- Material provided -
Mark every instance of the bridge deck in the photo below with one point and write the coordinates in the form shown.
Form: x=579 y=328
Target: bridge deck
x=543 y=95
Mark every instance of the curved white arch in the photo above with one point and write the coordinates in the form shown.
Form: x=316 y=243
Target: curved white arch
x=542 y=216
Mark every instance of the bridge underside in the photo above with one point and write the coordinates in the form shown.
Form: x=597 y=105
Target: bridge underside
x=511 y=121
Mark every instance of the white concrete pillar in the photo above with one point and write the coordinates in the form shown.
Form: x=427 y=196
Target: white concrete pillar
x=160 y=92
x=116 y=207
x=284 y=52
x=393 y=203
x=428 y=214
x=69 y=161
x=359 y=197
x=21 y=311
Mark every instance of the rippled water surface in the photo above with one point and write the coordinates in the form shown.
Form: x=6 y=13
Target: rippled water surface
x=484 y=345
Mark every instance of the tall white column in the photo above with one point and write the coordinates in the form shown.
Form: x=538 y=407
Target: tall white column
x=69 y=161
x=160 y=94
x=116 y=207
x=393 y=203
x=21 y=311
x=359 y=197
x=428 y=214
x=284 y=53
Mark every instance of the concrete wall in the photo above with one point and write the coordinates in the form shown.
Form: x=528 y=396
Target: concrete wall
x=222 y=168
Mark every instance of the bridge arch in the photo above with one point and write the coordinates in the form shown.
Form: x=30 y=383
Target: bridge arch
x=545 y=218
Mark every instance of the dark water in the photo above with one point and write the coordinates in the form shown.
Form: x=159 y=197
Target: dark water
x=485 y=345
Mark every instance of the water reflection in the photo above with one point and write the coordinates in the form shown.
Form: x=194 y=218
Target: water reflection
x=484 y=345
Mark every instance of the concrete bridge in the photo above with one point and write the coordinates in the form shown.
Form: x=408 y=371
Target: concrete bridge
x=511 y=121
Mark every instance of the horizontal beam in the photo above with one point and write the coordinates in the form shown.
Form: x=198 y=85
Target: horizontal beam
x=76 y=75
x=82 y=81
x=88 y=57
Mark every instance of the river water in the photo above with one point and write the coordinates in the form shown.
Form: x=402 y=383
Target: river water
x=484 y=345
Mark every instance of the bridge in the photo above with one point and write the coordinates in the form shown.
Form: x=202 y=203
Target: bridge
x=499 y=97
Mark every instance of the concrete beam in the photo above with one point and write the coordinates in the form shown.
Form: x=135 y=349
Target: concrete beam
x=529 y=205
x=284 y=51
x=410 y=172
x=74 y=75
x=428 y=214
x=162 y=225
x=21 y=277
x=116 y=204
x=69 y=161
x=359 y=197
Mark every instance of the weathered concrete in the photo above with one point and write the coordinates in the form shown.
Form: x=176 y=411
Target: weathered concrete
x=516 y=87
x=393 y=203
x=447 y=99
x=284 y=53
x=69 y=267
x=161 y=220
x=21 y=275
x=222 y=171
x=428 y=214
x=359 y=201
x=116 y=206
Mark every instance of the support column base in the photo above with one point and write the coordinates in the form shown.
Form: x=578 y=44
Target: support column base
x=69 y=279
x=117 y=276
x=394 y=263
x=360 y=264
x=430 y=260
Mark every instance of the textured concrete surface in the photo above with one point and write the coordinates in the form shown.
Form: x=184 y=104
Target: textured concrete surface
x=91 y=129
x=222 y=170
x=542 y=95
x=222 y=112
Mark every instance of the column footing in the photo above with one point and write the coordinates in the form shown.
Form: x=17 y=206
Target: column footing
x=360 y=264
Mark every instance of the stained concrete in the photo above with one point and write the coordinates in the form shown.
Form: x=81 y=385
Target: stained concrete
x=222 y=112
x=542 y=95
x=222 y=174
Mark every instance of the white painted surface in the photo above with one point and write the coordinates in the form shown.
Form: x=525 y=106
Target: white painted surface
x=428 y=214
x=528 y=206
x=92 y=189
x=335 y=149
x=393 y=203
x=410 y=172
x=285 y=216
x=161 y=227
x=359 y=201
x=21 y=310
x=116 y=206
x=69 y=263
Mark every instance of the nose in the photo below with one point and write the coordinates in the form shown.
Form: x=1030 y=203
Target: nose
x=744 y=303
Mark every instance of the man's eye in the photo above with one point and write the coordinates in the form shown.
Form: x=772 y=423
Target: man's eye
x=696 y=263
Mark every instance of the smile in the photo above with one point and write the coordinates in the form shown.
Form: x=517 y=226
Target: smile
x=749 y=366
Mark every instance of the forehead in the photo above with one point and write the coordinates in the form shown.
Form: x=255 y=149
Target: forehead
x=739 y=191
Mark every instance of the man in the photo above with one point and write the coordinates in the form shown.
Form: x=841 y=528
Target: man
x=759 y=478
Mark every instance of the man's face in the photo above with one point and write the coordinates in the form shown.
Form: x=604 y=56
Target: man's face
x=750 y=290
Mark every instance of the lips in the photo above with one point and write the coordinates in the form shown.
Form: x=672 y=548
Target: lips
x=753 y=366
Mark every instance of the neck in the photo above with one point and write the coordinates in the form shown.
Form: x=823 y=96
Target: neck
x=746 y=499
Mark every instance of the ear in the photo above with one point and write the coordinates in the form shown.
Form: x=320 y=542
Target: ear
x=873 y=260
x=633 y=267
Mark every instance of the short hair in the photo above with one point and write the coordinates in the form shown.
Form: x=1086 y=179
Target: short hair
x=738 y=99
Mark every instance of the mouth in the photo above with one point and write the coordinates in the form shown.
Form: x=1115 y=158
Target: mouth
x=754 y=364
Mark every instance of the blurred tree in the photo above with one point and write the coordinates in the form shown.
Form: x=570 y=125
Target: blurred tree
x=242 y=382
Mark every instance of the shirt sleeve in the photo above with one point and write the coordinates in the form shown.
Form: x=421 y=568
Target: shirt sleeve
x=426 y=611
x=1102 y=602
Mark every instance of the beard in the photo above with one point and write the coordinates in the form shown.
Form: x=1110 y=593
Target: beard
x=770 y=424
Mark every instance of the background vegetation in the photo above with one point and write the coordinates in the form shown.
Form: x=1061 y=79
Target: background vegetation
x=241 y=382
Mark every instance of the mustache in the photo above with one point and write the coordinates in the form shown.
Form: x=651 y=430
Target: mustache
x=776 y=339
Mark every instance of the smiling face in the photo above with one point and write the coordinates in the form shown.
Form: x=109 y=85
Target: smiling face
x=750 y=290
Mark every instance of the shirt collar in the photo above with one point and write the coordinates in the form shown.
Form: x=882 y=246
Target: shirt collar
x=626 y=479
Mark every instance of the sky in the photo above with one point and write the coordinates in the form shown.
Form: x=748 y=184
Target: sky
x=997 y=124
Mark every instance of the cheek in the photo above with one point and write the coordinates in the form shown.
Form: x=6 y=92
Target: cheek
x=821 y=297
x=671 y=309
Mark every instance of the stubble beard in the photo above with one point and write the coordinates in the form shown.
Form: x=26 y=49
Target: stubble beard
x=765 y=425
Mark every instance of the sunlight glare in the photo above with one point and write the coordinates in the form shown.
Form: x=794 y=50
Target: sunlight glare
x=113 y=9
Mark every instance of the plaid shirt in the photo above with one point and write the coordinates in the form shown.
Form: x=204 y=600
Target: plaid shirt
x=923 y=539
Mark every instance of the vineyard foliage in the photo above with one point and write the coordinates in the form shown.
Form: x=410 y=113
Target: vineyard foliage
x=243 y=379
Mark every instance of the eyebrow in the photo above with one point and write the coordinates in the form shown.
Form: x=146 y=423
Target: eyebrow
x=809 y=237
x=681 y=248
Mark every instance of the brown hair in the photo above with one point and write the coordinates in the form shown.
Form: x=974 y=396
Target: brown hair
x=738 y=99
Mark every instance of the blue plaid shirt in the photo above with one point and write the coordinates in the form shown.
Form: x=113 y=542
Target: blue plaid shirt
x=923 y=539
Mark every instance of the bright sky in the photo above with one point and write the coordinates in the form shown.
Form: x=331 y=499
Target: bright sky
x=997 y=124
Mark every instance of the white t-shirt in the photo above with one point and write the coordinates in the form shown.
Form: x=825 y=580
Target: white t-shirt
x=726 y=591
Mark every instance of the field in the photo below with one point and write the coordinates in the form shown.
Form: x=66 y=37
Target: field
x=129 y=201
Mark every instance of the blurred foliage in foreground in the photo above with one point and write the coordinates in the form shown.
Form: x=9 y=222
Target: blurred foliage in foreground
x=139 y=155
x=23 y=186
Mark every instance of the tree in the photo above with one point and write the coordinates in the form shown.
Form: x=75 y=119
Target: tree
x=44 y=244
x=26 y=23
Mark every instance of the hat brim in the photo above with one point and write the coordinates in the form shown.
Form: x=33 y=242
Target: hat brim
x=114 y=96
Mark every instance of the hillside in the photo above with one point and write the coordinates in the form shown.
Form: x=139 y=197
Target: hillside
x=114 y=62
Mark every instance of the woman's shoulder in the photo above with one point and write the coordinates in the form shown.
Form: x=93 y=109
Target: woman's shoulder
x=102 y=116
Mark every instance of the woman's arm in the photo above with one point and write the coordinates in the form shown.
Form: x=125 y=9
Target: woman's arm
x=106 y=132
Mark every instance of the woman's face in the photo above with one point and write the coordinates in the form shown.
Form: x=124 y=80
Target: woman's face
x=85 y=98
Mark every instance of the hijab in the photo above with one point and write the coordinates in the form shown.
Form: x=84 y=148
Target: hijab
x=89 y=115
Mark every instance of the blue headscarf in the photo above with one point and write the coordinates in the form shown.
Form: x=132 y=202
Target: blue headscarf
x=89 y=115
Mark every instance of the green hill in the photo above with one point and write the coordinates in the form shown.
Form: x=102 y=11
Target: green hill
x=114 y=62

- Stated exercise -
Please return the lines word for word, from the line containing "Mark every instance of the lips" through the line containing "x=746 y=499", including both of those lines.

- Response for this exercise -
Mark every instance of the lips in the photo above with one point and write the coordinates in the form shown.
Form: x=672 y=548
Target: lips
x=753 y=366
Mark every instance of the neck in the photo above with one point and write the coordinates in the form shown.
Form: x=823 y=96
Target: neck
x=746 y=499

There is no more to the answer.